* [Records to use]:
◆ ◆ ◆ ◆ ◆ ◆ ◆

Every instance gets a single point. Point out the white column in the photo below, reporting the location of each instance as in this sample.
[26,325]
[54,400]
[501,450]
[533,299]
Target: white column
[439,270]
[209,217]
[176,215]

◆ ◆ ◆ ◆ ◆ ◆ ◆

* [Problem to solve]: Transcribe the full listing exactly, leaving out no line.

* [Result]:
Every instance gets a single point. Point out the white column in the photo below, reporting the location of each instance as in this sample.
[26,325]
[54,400]
[501,450]
[533,299]
Target: white column
[439,270]
[209,217]
[176,215]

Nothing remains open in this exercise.